Will you give every entry again exactly as it stands?

RECORDS FOR THE EXERCISE>
——
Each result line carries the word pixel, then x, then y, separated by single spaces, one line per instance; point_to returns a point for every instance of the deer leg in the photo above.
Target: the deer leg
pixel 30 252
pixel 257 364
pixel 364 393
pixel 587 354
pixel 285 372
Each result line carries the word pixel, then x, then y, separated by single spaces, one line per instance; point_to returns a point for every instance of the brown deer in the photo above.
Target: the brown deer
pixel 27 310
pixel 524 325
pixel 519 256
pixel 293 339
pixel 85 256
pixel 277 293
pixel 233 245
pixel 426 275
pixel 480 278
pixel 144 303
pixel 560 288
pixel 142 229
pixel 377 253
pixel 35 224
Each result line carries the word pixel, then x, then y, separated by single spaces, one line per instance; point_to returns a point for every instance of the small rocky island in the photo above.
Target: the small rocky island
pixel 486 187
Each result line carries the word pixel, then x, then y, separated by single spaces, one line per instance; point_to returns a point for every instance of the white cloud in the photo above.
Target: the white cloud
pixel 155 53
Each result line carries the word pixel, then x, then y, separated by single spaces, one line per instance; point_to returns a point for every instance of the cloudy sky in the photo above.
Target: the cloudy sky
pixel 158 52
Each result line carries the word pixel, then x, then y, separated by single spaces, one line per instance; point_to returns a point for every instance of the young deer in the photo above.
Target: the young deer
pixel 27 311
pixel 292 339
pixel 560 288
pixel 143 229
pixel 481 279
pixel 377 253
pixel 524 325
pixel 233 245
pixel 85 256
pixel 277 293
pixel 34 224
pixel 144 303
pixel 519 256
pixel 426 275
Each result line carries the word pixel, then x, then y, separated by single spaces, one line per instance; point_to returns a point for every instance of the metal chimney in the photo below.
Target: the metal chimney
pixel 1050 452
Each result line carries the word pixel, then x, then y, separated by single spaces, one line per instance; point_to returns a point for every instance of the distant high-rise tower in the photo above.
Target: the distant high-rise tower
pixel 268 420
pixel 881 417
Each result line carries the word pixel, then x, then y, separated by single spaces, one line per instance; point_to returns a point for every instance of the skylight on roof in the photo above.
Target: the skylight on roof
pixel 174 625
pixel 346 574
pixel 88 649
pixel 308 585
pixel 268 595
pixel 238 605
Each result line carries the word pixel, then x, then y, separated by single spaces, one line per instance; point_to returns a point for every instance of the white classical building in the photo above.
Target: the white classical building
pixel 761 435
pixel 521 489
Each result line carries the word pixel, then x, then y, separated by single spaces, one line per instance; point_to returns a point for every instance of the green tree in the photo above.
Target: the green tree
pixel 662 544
——
WRITTEN ANSWER>
Each result line carries the word pixel, then x, then y, separated by single spaces, one line per instance; point_to returns a point for every instance of the deer leg in the photo above.
Target: the deer leg
pixel 30 252
pixel 257 364
pixel 364 393
pixel 587 354
pixel 285 372
Each result line carries the word pixel, then x, then y, separated by single spaces, one line per instance; point_to returns a point for every instance of the brown deer in the photo above.
Target: the brown deer
pixel 27 310
pixel 524 325
pixel 519 256
pixel 293 339
pixel 85 256
pixel 277 293
pixel 233 245
pixel 426 275
pixel 480 278
pixel 144 303
pixel 560 288
pixel 142 229
pixel 377 253
pixel 35 224
Each result line carries the word pixel, then x, then y, separated by single spaces, one line per instance; point_to returns a point for every instance of the small rocky island in the photo above.
Target: the small rocky island
pixel 486 187
Each result line carries the word pixel, then x, then y, separated by single spaces, one line per instance; point_to returns a point for every instance of the white cloud in the photo above.
Target: the white cloud
pixel 155 53
Each result line carries the word pixel, then x, then y, separated by single spaces, one line per instance; point_to returns a point for every instance of the cloudy sky in the photo above.
Target: the cloudy sky
pixel 158 52
Each result line carries the word pixel, then x, then y, separated by single spaces, one line per instance; point_to returns a point for every instance of the young deer in the photo above.
Target: the young deer
pixel 27 311
pixel 292 339
pixel 560 288
pixel 143 229
pixel 481 279
pixel 377 253
pixel 524 325
pixel 233 245
pixel 85 256
pixel 277 293
pixel 34 224
pixel 144 303
pixel 519 256
pixel 426 275
Each result line carries the word pixel, then x, then y, separated by single spaces, one line per instance; point_to returns a point for every instance of the metal chimney in the photo below.
Target: the metal chimney
pixel 1050 452
Each result line carries the word pixel, then x, then y, separated by single spaces, one line per instance; point_to returns a point for every instance of the distant high-rise tower in the photo above.
Target: the distant high-rise tower
pixel 268 420
pixel 881 417
Each result line carries the word pixel, then x, then y, separated by single spaces, one line per instance; point_to returns a point for every instance of the skylight on roof in the photo above.
Target: the skylight on roof
pixel 174 625
pixel 346 574
pixel 88 649
pixel 308 585
pixel 268 595
pixel 238 605
Each result line carries the word pixel, then x, then y, separated by single spaces, one line per instance; point_to returns a point for every instance of the white classical building in the photo above.
Target: the white classical building
pixel 761 435
pixel 521 489
Each result line carries the word pixel, then x, then y, separated by single spaces, one line per instance; point_to returns a point for every instance of the green tree in the photo above.
Target: the green tree
pixel 662 544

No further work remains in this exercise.